Filter the entries below, keeping every line that has the word "blue".

Records from a dataset:
%%
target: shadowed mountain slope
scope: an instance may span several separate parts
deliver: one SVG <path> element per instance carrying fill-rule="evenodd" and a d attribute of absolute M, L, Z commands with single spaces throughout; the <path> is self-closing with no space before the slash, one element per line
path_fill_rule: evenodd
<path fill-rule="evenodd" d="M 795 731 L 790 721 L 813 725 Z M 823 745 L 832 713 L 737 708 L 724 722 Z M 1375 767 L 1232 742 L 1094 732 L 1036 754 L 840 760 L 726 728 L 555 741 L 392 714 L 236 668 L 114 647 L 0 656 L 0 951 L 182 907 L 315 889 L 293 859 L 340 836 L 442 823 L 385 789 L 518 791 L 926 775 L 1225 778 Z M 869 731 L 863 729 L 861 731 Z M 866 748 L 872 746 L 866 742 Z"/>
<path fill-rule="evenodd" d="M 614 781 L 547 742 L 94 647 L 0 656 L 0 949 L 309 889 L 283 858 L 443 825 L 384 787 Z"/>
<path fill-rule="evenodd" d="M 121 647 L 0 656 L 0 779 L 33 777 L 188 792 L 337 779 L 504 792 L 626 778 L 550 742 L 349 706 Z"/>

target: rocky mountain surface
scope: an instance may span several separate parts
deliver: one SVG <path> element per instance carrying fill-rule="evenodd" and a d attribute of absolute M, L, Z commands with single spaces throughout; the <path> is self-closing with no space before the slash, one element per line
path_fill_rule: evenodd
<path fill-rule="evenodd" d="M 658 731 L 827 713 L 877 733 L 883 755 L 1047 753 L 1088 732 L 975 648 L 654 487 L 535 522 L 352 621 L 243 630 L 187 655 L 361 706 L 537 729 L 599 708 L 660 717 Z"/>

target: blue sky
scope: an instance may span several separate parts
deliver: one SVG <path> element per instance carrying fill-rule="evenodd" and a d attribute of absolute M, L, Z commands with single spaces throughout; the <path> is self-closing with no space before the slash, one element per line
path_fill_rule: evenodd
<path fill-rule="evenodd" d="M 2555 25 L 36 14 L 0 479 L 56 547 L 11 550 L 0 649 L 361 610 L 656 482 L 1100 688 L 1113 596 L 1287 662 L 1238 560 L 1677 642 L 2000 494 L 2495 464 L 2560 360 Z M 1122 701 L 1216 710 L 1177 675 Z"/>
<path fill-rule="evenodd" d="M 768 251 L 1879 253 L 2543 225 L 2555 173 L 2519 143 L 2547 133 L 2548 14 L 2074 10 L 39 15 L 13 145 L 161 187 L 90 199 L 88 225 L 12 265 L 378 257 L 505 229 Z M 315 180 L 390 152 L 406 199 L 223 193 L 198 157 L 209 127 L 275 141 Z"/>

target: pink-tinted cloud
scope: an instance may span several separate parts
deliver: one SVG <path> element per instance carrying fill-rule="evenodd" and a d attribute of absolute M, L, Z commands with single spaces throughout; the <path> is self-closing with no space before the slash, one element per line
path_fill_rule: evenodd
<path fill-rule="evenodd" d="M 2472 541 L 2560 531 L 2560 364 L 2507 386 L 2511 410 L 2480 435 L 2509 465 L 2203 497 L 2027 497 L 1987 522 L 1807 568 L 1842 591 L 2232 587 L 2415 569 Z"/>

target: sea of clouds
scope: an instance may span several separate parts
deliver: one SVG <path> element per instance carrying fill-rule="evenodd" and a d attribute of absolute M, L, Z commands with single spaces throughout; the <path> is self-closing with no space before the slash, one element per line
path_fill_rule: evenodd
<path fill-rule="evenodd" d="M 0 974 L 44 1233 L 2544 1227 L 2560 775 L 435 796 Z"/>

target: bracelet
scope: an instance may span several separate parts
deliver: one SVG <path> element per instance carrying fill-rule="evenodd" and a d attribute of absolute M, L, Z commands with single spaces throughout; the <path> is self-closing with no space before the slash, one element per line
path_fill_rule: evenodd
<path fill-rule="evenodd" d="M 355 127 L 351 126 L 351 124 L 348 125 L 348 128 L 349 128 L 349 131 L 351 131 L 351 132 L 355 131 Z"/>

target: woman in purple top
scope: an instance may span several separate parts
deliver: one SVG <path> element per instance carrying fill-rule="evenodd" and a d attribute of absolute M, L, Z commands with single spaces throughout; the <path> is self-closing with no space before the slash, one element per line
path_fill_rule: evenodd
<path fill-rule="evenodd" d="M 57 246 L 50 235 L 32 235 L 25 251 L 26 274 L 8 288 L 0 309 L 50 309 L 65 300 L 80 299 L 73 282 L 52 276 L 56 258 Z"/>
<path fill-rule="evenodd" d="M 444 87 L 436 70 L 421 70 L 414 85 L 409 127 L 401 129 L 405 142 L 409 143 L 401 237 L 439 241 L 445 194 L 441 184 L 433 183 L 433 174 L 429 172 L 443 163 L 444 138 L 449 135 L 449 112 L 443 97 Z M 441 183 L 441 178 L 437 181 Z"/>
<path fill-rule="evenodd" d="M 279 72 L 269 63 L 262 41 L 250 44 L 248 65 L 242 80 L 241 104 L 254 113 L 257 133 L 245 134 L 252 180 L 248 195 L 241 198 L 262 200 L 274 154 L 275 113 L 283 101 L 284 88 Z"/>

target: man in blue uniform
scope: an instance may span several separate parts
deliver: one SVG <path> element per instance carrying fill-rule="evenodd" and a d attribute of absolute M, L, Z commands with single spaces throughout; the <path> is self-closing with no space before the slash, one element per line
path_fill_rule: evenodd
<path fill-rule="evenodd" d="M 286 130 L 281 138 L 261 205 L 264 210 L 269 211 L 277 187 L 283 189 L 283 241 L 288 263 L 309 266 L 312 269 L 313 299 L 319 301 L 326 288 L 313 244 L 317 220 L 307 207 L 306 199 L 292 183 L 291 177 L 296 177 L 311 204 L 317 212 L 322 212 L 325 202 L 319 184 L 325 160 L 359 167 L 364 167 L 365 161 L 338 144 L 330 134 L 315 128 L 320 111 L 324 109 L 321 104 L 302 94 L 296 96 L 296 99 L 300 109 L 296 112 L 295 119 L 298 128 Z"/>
%%
ANSWER FOR THIS EXERCISE >>
target: blue sky
target: man in blue uniform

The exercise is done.